Task directions: Up to and including the line with "see the image above? find the building", reproduce the listing below exactly, beginning at its first line.

....

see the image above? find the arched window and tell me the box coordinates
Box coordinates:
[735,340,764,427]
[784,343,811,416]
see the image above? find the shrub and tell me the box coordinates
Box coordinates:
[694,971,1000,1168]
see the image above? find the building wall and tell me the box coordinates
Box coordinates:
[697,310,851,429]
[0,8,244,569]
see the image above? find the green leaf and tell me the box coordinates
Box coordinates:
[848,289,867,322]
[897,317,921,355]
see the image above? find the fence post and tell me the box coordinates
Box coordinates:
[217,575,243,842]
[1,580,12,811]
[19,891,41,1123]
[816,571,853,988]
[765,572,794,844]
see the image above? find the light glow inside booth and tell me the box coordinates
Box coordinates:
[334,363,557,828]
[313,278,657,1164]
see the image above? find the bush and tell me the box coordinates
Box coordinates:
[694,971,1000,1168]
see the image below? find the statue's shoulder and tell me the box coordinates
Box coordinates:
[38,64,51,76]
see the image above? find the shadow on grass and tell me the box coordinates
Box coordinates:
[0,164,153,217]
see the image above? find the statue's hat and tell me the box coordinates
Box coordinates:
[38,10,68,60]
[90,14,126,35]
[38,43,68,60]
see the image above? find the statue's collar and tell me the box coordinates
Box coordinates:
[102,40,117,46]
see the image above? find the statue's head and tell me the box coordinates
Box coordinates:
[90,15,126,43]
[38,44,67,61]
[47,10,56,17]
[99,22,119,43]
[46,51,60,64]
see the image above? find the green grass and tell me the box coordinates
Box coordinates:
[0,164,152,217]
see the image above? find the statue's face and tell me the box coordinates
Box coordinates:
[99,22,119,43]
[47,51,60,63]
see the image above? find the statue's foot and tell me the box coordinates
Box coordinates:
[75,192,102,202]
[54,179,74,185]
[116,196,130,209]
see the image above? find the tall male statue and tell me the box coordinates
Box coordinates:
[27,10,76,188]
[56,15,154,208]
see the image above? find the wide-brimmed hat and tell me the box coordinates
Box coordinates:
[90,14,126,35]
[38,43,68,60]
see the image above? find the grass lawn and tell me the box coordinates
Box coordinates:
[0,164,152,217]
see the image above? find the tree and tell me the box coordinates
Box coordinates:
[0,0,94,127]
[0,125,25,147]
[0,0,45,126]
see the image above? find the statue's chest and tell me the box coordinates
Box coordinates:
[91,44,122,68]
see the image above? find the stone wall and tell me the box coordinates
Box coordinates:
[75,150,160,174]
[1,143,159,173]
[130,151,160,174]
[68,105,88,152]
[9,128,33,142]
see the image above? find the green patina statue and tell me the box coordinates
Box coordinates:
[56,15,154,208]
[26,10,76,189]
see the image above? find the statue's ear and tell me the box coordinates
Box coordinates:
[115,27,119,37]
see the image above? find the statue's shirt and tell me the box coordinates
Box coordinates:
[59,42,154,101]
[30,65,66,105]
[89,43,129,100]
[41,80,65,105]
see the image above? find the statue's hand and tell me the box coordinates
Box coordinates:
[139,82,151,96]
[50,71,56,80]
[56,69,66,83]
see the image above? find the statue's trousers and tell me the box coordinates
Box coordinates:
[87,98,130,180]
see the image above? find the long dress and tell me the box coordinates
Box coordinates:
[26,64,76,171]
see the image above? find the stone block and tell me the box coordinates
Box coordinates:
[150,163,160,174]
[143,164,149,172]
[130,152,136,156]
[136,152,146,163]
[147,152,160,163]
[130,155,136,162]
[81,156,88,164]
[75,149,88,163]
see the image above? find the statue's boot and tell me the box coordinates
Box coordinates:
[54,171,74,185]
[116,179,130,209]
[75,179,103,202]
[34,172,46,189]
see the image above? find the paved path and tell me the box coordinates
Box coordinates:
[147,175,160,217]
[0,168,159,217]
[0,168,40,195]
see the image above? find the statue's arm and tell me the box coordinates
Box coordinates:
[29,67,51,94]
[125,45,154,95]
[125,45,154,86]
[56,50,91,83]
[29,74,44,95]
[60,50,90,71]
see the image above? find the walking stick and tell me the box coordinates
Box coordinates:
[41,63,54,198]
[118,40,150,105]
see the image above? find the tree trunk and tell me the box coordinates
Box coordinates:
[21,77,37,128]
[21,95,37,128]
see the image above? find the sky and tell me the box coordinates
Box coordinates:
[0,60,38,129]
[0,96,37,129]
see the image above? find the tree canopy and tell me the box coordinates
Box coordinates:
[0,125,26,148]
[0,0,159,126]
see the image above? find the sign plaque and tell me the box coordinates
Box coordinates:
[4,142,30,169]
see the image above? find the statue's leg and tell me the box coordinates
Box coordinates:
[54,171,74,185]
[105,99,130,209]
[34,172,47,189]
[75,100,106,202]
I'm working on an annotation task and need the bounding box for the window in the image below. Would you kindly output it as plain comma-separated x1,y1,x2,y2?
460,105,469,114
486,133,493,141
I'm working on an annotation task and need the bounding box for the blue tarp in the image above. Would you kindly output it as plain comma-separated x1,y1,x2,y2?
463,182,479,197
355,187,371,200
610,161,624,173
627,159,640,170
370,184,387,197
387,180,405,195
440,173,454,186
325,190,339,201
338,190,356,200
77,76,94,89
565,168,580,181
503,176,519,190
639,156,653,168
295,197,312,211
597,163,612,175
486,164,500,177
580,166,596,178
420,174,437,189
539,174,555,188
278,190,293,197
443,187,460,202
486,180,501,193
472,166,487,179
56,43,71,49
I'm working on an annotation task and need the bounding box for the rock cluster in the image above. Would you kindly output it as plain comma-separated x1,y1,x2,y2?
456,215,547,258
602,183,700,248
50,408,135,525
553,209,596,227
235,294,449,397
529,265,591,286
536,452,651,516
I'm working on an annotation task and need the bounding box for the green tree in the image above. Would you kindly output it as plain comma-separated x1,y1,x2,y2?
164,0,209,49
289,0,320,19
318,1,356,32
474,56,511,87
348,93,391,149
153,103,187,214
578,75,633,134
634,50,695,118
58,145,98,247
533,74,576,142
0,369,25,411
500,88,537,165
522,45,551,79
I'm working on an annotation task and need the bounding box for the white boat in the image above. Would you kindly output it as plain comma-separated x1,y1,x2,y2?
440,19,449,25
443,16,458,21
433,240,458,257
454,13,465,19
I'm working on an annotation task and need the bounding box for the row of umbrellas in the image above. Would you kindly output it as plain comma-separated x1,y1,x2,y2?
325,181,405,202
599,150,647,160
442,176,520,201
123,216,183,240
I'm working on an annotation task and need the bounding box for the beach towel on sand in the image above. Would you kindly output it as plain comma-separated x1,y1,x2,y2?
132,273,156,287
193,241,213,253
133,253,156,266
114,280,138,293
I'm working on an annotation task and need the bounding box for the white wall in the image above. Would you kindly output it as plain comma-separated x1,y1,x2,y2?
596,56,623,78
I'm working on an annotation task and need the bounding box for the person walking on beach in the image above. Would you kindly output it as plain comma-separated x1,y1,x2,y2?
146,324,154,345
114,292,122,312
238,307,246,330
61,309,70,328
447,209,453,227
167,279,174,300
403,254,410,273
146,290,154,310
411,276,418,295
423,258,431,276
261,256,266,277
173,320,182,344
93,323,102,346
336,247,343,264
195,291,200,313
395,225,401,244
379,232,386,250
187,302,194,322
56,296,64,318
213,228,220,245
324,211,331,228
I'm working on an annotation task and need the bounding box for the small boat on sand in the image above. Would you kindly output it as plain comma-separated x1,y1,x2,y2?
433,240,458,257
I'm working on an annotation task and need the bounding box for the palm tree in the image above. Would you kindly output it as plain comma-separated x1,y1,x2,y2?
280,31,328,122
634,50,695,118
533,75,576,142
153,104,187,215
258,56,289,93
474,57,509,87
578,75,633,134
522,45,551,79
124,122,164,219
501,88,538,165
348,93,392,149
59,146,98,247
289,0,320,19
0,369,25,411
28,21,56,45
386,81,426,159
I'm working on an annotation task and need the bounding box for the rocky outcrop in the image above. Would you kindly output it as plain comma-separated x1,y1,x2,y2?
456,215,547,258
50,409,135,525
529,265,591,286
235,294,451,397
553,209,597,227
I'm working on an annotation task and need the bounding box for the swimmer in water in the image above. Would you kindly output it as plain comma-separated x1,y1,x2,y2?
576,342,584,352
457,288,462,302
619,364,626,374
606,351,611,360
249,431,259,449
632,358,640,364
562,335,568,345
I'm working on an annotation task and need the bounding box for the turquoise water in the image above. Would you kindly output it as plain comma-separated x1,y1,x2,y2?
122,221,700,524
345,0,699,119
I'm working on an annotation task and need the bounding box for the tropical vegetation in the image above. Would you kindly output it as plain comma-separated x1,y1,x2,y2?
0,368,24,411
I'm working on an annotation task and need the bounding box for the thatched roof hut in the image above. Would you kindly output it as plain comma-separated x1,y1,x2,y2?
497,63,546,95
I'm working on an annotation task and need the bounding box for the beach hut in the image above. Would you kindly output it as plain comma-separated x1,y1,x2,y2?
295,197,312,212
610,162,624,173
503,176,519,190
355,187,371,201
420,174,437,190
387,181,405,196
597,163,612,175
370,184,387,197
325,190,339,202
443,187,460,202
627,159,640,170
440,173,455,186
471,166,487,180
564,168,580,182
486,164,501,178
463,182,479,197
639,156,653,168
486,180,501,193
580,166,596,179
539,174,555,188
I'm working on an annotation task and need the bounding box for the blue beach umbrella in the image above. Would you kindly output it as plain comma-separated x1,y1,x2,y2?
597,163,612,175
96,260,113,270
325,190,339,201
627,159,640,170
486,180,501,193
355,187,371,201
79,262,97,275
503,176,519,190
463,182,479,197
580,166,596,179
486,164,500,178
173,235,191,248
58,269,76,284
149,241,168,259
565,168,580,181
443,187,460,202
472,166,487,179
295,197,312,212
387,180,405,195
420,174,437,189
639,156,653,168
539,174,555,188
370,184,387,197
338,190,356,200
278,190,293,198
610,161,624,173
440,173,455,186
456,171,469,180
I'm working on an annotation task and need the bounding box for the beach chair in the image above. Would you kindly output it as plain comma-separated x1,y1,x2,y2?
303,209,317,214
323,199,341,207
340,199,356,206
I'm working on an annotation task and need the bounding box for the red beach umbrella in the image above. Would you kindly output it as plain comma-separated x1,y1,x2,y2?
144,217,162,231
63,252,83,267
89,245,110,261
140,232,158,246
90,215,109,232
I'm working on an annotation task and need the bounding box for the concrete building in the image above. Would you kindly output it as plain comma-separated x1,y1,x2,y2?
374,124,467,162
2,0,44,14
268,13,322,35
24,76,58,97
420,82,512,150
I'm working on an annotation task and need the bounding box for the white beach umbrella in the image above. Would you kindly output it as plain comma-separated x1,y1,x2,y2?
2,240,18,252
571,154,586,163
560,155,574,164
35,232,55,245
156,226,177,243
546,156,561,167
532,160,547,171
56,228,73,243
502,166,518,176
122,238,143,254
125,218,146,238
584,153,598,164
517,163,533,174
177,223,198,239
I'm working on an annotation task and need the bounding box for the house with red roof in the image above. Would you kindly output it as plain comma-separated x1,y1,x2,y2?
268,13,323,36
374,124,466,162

....

Task output:
see the image above? find the arched window and tell me the box coordinates
Box coordinates:
[735,340,764,427]
[784,343,811,416]
see the image above? find the shrub and tell me the box coordinates
Box coordinates:
[694,971,1000,1168]
see the image above? find the building wall and tell me the box coordinates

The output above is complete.